If you want to be a responsible gun owner, realize guns scare people. your gonna have an occasional run in with a officer. dont be a douche.


----------



## Kevin (May 20, 2015)

Your opposing (and perhaps misinformed) opinion about open carry doesn't make some a douche. What makes someone a douche is calling someone a douche in a lame attempt to belittle anyone else that doesn't agree with your views.


----------



## jmurray (May 20, 2015)

hahaha your too easy


----------



## jmurray (May 20, 2015)

who did i call a douche? who did i try to belittle? i gave an opinion and offered the advice not to be a douche.


----------



## Kevin (May 20, 2015)

jmurray said:


> hahaha your too easy


Ha ha you may have a point. At least I have enough self-control Not to allow myself to succumb to road rage to the point of chasing people to their homes. That's far more dangerous and irrational than anything being discussed here.


----------



## jmurray (May 20, 2015)

I feel personally insulted/ threatened when careless drivers inadvertently or purposefully endanger me and my family. But I do have to work on that.

And I only followed one guy home 

And one guy to the gas station

I did show enough restraint not to twist their little douche heads off. But they did know I was not happy


----------



## Tclem (May 20, 2015)

There is a difference and very often debated topic of
1. Just because someone is open carrying he is not obligated to tell who he is
2. Guy robs a bank, carjacked someone, etc. a description is given ( goofy looking dude from Texas who sells fbe). Cop sees a guy matching that description @Kevin He then has a right to question and ask for id. 
Of course it is a hot topic. Maybe the guy walking down the street with a gun is a mental patient or has a warrant. Cops doesn't know until he finds out who he is but is that infringing on his rights? It's a gray area. I think I'll just tell the cop my name and go on about my business. Or better yet I'll just conceal my weapon and don't bring on any unwanted attention. 
Example. Just because I have the right to argue with my wife doesn't mean I am going to

Reactions: Agree 1


----------



## Kevin (May 20, 2015)

Tclem said:


> There is a difference and very often debated topic of
> 1. Just because someone is open carrying he is not obligated to tell who he is
> 2. Guy robs a bank, carjacked someone, etc. a description is given ( goofy looking dude from Texas who sells fbe). Cop sees a guy matching that description @Kevin He then has a right to question and ask for id.

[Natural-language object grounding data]
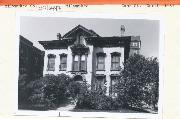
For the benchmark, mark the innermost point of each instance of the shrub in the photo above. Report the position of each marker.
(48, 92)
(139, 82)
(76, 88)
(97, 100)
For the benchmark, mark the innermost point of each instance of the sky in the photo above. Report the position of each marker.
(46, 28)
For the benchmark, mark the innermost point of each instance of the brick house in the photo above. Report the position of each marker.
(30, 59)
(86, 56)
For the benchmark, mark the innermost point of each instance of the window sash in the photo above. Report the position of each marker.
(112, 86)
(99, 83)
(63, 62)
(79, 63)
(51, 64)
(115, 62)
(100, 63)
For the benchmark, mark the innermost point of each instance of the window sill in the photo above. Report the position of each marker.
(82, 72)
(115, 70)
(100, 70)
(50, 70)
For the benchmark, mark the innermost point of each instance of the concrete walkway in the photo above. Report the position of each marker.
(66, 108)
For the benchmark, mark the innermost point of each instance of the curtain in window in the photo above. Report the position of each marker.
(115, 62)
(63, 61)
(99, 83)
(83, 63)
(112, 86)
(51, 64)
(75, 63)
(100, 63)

---

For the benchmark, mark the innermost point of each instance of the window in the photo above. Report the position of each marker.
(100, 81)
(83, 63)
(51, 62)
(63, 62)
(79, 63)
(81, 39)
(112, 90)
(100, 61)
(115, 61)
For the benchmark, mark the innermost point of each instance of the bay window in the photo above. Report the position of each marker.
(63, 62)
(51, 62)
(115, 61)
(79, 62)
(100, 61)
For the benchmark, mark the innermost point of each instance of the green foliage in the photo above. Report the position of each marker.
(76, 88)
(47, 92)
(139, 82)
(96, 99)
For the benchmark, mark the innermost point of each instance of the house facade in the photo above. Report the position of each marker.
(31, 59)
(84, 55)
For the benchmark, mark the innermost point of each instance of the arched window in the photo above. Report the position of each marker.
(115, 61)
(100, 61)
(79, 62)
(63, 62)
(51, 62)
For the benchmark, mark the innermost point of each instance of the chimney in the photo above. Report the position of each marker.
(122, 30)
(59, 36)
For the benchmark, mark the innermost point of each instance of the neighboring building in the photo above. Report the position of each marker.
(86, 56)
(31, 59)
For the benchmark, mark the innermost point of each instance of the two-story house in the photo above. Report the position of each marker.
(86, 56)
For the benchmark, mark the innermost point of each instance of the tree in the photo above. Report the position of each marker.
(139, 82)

◆ Task list:
A. Answer these questions about the open carry thread:
(i) Where does jmurray say he followed the two drivers?
(ii) In Tclem's second point, what does the cop have a right to do after seeing a guy who matches a description?
(iii) What does Tclem say he would do instead of telling the cop his name?
B. Carry the open carry thread forward from the point where it stops.
The items come from a different source than the open carry thread.

◆ Answer list:
A.
(i) He followed one guy home and one guy to the gas station.
(ii) He has a right to question him and ask for ID.
(iii) He would conceal his weapon so he doesn't bring on any unwanted attention.

B.
> Of course it is a hot topic. Maybe the guy walking down the street with a gun is a mental patient or has a warrant. Cops doesn't know until he finds out who he is but is that infringing on his rights? It's a gray area. I think I'll just tell the cop my name and go on about my business. Or better yet I'll just conceal my weapon and don't bring on any unwanted attention.
> Example. Just because I have the right to argue with my wife doesn't mean I am going to



We're probably real close in philosophy. What was almost instantly lost in this thread was my original point which was that since the guy chose to exercise his rights to the fullest, both he and espcially the cophndled it according to the law. I would have given my name too in most cases but I also supportthe citizen's right not to if he doesn't want to.

Some of us (not me ) may think the laws are too lenient in some states re: open carry but it dosn't matr what we think. The law is pretth clear on this issue. The only gray areas are usually soemone's understandind or misinterpretation of laws. That why so many cops ans LEOS get sued in their official and personal capacities and lose. Happens all the time.

Oftentimes the citizen loses too but sotimes it's their life they lose. My whole point was to tip my hat to both of tbem but espcially the cop.


----------



## Kevin (May 20, 2015)

Well Josh sometimes you're the twister and sometimes you're the twistee. There's always a badder mofo in the valley. Just be areful out there my frind.


----------



## Tclem (May 20, 2015)

Kevin said:


> We're probably real close in philosophy. What was almost instantly lost in this thread was my original point which was that since the guy chose to exercise his rights to the fullest, both he and espcially the cophndled it according to the law. I would have given my name too in most cases but I also supportthe citizen's right not to if he doesn't want to.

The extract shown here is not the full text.